Financial rewards in pay-for-performance become less important over time

Monday, June 13, 2016: 1:35 PM
F45 (Huntsman Hall)

Author(s): Thomas Allen; William Whittaker; Matt Sutton

Discussant: Derek S Brown

Background

Pay-for-performance programs often involve both financial rewards and public reporting on provider quality. The impact and sustainability of the effects of these components is unknown.

Methods

We examine how over 9,000 family practices in England responded to changes to the financial and reputational rewards for increasing performance on 60 indicators over nine years (2004 to 2012) under the Quality and Outcomes Framework. We use fixed effects multivariate regression to measure how the proportion of eligible patients treated relates to financial and reputational rewards in each year.

Results

Financial incentives and reputational incentives are both highly significant predictors of practice performance. Analysis finds a unit increase in financial incentives increases performance by 0.280 percentage points [t=12.79] while a unit increase in reputational incentives increases performance by 0.172 percentage points [t=10.13].

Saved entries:
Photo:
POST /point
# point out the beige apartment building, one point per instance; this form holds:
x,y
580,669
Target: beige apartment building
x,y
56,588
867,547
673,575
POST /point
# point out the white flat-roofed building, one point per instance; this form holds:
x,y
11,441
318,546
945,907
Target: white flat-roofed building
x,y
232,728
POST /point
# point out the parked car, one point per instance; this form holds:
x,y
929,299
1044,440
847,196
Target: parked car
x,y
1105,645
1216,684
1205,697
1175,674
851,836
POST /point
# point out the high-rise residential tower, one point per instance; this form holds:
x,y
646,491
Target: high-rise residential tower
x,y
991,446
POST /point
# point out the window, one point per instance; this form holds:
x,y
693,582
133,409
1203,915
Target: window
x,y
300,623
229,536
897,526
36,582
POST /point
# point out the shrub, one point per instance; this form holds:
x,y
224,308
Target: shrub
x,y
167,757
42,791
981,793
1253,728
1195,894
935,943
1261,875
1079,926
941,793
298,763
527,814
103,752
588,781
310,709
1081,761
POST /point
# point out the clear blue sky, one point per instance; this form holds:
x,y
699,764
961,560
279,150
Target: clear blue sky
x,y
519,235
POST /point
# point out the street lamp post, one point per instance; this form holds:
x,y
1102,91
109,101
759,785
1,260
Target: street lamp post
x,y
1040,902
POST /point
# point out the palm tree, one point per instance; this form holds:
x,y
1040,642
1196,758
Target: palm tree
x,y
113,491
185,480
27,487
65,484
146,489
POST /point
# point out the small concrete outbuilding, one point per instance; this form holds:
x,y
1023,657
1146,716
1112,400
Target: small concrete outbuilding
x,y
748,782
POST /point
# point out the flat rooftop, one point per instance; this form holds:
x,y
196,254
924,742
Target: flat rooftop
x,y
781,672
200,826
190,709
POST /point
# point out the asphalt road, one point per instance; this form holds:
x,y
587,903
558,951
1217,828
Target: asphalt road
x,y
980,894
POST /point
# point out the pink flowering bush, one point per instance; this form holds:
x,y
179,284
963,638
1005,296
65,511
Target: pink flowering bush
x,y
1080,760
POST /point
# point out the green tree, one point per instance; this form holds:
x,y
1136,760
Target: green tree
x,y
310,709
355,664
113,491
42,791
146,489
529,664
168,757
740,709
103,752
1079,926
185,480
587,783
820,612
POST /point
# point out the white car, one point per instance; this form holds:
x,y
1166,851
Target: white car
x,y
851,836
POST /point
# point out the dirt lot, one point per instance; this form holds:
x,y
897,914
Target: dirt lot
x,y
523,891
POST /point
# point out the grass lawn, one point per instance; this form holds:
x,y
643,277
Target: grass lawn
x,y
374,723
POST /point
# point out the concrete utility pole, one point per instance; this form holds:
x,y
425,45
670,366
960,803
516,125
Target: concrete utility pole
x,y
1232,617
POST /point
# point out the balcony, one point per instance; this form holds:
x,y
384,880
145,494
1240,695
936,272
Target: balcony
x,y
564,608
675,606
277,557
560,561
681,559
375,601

__Exercises to complete__:
1 - In the pay-for-performance abstract, how many family practices in England were studied?
2 - Turn the paragraph of the pay-for-performance abstract that begins "We examine how over 9,000 family practices" into a short bulleted list that keeps its main facts.
3 - Resume the pay-for-performance abstract, starting right after its last sentence.

__Your responses__:
1 - Over 9,000 family practices.

2 -
- Subjects: over 9,000 family practices in England
- Focus: responses to changes in financial and reputational rewards for better performance
- Scope: 60 indicators over nine years (2004 to 2012) under the Quality and Outcomes Framework
- Method: fixed effects multivariate regression linking the share of eligible patients treated to financial and reputational rewards in each year

3 -
Allowing for the effect of each incentive to differ in each of the nine years reveals a change in the response to incentives over time. The response to financial incentives is initially larger relative to reputational incentives: 0.662 [t=8.53] compared with -0.078 [t=-1.47]. The response to financial incentives decreases to 0.217 [t=6.92] in the ninth year, while the response to reputational incentives increases to 0.112 [t=3.56].

Conclusions

The reputational incentive had a smaller effect on performance than the revenue incentive when the scheme was first introduced. However, over time the effect of the reputation incentive became more important, and the effect of the revenue incentive became less important. Financial rewards are needed at the start of pay-for-performance programs but providers become less responsive to these rewards once benchmarks for reputational rewards become established.